■ Short exercise
Write out precisely the lines beginning with the line that contains "Label the checkered" and ending with the last line of the entries, and no other lines.

■ Material provided
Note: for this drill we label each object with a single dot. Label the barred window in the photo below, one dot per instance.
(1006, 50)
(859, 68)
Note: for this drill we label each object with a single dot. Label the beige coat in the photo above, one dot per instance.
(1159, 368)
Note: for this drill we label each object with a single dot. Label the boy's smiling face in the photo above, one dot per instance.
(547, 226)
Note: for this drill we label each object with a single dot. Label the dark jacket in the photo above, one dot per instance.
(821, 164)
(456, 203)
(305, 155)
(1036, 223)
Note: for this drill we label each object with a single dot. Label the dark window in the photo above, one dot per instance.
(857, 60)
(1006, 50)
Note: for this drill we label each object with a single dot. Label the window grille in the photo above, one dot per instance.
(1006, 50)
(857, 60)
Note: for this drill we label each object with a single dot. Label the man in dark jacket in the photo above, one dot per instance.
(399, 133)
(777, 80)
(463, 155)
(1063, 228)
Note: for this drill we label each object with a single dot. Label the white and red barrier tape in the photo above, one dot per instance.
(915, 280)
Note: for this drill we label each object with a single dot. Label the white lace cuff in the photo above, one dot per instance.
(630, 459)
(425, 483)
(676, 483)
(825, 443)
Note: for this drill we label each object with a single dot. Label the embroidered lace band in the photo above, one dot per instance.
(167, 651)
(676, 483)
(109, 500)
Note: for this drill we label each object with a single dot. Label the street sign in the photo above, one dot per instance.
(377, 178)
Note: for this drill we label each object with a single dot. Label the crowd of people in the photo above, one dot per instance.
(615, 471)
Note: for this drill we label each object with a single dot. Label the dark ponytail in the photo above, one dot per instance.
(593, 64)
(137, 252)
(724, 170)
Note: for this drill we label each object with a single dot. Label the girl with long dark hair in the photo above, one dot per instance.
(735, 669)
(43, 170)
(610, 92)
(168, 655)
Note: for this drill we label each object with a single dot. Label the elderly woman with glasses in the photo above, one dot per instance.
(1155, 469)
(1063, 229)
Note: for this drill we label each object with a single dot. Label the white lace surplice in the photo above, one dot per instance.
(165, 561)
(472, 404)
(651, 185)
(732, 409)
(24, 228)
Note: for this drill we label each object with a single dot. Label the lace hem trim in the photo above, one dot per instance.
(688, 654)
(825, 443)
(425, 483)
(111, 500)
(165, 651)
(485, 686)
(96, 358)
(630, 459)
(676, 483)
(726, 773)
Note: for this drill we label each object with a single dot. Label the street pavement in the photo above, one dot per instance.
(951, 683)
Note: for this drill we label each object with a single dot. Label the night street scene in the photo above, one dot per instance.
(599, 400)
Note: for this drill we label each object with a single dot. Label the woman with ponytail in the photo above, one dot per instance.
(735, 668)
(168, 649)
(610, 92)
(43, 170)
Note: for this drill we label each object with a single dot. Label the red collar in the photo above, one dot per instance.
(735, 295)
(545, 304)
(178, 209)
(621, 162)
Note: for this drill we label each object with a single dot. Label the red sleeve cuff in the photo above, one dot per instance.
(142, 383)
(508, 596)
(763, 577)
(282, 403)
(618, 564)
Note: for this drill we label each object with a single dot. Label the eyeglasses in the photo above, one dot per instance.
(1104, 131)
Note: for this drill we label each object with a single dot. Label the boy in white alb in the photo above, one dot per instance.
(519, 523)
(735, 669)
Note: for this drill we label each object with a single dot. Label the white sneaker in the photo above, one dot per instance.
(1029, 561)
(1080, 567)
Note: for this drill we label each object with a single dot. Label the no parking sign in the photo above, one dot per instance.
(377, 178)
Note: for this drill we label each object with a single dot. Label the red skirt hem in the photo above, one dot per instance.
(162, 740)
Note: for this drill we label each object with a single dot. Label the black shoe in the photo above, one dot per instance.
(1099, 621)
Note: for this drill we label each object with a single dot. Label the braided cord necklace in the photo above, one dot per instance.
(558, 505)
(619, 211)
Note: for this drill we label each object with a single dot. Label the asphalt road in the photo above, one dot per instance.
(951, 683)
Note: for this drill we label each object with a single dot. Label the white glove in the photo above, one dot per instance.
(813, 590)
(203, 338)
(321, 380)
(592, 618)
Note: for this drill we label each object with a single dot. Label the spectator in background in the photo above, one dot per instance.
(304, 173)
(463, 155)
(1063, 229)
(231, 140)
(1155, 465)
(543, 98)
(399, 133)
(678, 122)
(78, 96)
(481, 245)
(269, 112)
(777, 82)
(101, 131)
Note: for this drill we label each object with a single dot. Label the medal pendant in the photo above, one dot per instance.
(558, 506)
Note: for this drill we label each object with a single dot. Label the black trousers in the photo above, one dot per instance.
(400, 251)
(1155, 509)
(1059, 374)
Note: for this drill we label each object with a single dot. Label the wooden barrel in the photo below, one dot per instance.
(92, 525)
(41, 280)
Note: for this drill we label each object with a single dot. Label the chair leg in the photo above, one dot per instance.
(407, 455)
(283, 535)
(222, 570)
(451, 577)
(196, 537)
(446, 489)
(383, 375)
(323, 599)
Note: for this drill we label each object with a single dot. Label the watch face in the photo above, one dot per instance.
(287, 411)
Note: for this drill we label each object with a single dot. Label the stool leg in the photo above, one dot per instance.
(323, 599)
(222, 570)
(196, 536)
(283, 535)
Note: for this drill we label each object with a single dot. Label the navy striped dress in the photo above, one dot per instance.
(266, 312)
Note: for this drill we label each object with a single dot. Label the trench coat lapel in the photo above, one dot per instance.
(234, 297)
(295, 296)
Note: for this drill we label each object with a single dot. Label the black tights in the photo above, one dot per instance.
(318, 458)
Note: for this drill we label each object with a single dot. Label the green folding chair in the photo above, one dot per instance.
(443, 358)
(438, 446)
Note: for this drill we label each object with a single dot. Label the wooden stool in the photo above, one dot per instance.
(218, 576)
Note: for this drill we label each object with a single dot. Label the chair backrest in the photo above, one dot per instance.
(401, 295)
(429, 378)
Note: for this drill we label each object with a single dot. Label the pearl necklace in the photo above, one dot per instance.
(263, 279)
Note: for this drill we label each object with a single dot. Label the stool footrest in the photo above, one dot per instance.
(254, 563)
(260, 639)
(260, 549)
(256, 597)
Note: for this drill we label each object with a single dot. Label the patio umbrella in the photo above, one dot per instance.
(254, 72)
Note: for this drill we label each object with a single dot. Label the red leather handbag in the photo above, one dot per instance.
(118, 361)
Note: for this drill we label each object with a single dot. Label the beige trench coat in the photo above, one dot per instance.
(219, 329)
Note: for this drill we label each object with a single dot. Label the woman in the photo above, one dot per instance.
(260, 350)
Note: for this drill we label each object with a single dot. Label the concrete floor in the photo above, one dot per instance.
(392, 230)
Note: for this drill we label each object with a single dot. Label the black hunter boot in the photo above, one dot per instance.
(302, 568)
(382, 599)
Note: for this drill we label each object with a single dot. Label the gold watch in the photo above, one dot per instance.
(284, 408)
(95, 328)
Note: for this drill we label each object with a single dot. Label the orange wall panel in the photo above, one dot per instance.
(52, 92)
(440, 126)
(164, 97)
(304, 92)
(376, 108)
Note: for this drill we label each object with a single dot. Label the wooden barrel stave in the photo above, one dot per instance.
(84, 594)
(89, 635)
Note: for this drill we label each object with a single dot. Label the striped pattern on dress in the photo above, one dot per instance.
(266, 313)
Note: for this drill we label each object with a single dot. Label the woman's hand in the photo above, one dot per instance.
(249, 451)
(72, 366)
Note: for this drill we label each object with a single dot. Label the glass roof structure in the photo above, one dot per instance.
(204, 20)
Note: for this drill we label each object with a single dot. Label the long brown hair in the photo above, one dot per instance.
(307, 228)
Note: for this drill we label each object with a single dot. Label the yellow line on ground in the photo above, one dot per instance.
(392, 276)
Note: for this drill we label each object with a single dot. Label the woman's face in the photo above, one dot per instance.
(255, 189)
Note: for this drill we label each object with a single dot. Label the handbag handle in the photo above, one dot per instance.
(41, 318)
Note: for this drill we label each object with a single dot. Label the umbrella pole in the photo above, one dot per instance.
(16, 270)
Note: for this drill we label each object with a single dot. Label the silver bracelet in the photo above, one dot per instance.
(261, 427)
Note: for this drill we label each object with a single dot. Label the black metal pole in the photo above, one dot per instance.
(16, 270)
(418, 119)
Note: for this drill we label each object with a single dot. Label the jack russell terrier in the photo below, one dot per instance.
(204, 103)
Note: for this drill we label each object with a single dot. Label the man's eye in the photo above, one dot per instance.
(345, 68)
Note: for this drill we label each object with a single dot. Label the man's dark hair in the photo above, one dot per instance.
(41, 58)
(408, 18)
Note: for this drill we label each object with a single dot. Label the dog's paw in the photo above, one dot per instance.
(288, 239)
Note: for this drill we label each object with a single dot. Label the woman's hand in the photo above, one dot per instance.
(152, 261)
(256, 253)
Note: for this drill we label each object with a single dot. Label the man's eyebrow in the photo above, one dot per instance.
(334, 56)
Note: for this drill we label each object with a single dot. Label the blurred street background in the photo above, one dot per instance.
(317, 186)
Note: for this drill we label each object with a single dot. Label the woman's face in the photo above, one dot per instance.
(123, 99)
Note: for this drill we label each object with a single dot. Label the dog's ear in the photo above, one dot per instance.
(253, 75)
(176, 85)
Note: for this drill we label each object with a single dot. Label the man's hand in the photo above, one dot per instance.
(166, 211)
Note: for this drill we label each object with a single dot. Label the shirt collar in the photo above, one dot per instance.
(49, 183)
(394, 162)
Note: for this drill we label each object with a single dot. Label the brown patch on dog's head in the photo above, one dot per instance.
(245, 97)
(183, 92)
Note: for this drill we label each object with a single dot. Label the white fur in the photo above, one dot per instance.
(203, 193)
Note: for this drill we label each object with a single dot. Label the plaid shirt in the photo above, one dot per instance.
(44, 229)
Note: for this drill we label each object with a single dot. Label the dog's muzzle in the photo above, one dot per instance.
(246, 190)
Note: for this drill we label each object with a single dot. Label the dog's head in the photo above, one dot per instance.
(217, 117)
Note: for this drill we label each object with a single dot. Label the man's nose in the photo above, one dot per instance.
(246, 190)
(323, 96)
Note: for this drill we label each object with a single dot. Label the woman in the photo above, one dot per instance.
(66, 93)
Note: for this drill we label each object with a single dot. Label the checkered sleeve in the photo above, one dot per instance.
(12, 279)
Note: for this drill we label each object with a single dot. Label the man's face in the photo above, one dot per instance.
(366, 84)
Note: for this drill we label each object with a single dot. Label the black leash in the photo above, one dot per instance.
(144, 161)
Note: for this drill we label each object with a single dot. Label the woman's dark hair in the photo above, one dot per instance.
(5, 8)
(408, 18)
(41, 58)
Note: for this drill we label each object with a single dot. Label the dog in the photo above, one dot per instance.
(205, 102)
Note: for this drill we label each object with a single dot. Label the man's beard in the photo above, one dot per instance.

■ Reply to the exercise
Note: for this drill we label each object with a single dot. Label the checkered sleeve in the photo above, one dot per instance.
(12, 279)
Note: for this drill we label each object with a single dot. Label the man's face in the photo above, one dot per instance.
(366, 84)
Note: for this drill we label each object with a single dot. Label the black leash in the photo above, one dot per instance.
(144, 161)
Note: for this drill we label each object with a single dot. Label the woman's dark hair in the photo above, one dot per instance.
(5, 8)
(408, 18)
(41, 58)
Note: for this drill we label each object with a single dot. Label the dog in the photo above, one dot per instance.
(205, 102)
Note: for this drill we label each object with a single dot. Label the man's beard in the photo above, one dot per instance.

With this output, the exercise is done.